Object location annotation data:

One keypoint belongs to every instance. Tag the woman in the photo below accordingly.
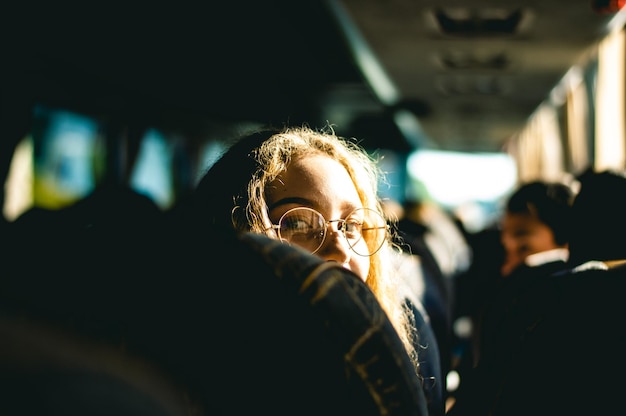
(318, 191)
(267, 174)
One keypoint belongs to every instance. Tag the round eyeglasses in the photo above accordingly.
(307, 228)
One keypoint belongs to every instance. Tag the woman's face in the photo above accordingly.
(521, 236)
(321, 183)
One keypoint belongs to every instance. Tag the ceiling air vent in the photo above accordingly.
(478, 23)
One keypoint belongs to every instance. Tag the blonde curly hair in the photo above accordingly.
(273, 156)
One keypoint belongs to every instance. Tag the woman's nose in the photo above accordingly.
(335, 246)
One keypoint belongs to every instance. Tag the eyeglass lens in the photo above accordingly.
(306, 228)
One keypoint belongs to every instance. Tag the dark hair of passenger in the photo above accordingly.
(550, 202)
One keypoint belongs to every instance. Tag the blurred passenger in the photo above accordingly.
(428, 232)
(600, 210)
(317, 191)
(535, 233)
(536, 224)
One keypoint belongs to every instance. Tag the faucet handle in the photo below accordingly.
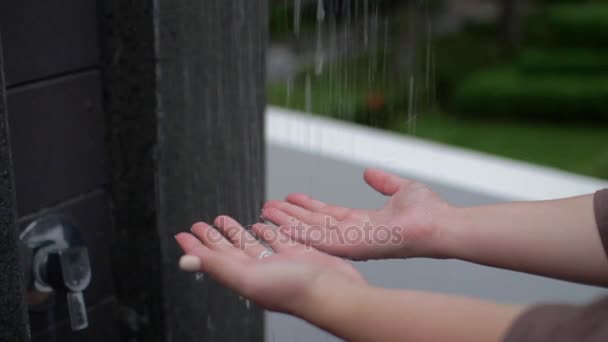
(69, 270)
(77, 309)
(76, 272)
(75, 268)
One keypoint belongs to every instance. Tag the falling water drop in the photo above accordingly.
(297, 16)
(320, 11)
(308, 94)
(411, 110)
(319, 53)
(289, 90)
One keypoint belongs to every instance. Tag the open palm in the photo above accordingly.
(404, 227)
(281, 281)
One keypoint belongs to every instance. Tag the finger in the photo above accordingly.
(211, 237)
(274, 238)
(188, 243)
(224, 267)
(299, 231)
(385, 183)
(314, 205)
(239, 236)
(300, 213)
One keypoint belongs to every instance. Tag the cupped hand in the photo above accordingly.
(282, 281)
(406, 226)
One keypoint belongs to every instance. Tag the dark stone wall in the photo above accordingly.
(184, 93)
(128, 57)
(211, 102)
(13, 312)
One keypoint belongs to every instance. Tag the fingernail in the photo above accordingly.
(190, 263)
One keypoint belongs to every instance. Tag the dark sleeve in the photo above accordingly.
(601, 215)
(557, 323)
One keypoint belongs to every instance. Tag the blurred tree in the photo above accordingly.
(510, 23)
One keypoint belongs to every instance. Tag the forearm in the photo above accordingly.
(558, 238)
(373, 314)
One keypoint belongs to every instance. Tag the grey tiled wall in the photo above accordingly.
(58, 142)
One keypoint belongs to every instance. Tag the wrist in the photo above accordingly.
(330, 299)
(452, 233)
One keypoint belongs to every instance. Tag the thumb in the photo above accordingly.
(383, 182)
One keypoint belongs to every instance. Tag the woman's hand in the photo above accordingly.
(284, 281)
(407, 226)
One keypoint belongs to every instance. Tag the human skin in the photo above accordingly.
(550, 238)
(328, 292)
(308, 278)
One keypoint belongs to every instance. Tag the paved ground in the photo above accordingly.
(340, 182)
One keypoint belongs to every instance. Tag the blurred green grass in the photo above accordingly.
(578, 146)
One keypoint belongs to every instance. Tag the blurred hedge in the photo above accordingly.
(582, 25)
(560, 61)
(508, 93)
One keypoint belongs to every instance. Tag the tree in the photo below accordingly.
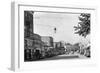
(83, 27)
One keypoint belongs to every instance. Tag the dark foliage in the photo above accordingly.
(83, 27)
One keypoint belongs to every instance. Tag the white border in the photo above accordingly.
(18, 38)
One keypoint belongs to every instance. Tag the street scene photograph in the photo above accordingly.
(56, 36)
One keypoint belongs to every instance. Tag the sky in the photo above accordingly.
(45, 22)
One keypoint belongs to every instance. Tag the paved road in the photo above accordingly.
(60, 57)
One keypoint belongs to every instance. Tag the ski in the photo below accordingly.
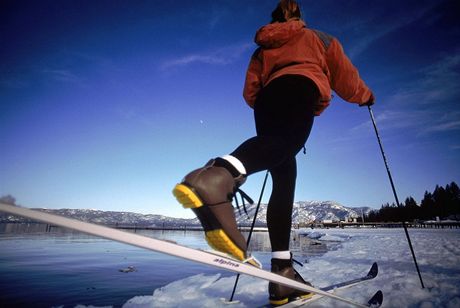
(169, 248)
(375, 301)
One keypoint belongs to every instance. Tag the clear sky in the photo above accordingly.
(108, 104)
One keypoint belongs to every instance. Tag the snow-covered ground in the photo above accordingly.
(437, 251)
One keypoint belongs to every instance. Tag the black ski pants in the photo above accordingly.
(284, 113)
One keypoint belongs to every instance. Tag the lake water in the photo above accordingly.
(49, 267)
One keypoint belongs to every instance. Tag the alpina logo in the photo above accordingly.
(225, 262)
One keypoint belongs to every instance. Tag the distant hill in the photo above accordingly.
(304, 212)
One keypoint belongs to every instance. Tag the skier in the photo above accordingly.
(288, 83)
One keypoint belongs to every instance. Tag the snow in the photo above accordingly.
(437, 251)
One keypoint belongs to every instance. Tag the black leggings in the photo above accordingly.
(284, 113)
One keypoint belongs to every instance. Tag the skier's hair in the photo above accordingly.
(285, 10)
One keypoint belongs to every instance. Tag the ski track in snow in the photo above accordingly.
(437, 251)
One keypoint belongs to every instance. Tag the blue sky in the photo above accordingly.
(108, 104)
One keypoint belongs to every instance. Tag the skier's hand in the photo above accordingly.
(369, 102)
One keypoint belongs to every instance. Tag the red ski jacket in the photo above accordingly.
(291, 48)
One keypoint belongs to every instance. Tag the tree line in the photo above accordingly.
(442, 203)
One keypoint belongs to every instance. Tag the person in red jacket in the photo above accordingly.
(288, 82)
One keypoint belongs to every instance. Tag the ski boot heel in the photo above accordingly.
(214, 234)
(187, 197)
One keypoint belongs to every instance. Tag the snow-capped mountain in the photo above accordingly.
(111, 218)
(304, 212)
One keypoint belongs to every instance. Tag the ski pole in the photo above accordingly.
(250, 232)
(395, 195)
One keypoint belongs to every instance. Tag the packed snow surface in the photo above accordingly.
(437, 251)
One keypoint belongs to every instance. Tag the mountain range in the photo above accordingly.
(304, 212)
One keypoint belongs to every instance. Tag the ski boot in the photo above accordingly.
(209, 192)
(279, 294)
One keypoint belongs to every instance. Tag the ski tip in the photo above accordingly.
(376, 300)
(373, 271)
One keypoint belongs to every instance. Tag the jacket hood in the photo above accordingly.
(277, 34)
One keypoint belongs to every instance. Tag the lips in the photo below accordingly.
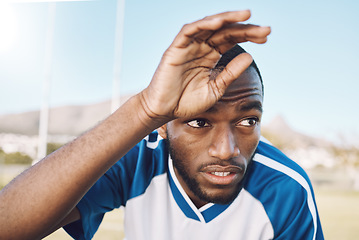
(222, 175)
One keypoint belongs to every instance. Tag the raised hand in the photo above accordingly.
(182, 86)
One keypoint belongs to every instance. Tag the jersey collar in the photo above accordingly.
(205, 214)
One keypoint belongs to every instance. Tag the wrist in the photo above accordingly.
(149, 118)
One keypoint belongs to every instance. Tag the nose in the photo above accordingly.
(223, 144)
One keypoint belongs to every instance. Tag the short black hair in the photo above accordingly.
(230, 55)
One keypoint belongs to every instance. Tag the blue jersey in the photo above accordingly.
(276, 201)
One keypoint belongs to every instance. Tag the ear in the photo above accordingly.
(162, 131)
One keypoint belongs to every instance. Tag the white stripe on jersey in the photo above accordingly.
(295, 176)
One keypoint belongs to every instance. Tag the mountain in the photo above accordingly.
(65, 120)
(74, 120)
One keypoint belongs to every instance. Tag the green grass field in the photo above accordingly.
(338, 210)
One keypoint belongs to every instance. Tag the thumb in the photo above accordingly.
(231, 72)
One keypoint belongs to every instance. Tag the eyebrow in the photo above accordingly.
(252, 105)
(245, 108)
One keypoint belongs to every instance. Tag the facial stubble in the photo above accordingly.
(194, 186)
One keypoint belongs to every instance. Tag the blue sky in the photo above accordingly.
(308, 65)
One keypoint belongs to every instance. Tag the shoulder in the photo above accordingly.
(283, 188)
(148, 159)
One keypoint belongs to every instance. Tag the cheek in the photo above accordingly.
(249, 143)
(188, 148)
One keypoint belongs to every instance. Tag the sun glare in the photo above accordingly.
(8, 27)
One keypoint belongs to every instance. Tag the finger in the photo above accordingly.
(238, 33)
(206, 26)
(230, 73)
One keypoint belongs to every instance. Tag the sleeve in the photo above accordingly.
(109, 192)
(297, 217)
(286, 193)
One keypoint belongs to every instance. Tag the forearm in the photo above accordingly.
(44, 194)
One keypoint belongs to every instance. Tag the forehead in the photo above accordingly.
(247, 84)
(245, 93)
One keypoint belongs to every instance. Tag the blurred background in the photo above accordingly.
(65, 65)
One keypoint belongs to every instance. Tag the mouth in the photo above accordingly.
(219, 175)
==
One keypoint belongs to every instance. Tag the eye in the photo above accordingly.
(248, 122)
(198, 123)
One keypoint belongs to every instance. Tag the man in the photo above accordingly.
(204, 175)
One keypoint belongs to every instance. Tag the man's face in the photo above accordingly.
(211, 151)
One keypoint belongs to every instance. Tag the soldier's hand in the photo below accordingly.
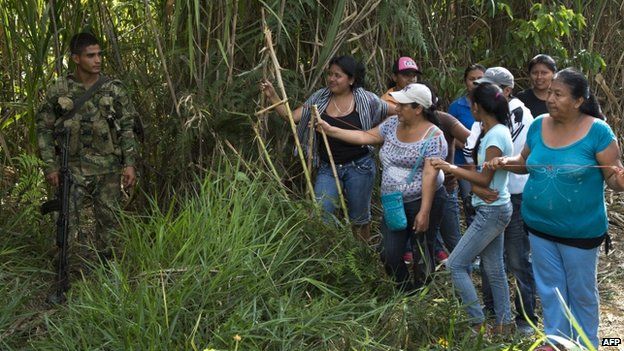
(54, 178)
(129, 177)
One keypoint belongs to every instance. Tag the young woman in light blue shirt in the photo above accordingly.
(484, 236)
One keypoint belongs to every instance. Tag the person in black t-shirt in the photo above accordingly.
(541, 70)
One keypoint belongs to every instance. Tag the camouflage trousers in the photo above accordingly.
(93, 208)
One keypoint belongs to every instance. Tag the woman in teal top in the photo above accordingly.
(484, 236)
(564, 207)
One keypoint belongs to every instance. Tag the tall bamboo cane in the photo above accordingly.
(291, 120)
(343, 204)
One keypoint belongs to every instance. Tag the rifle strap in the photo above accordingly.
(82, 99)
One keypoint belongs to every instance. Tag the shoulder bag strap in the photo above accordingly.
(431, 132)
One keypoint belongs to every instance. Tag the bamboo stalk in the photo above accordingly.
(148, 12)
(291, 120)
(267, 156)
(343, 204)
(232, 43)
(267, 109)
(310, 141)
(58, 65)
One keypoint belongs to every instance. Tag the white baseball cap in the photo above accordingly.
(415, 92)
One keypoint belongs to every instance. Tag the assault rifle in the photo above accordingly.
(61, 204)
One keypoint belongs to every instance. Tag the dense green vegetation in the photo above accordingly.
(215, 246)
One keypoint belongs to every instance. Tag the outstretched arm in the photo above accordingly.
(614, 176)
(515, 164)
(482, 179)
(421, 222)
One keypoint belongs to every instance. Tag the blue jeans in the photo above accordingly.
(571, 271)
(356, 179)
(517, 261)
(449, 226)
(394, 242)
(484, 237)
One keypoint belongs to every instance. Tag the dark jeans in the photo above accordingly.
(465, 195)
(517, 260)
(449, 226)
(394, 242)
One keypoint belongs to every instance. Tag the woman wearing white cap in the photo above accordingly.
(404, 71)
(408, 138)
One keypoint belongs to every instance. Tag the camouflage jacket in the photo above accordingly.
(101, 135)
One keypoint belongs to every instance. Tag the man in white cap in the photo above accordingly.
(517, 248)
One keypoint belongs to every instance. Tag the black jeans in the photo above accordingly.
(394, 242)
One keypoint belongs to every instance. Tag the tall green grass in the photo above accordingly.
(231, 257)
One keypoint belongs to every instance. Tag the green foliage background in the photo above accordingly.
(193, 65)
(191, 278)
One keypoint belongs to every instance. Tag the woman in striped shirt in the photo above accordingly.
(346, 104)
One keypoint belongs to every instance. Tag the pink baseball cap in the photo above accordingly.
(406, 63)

Required task: Select every line in the entries above that contains the string "sleeve", and copy each one out.

Response to the task:
One keypoint belongs to every instance. Tag the dark sleeve in the photo above accordingly.
One keypoint belongs to every instance. Tag the sleeve in the photo above accordingly.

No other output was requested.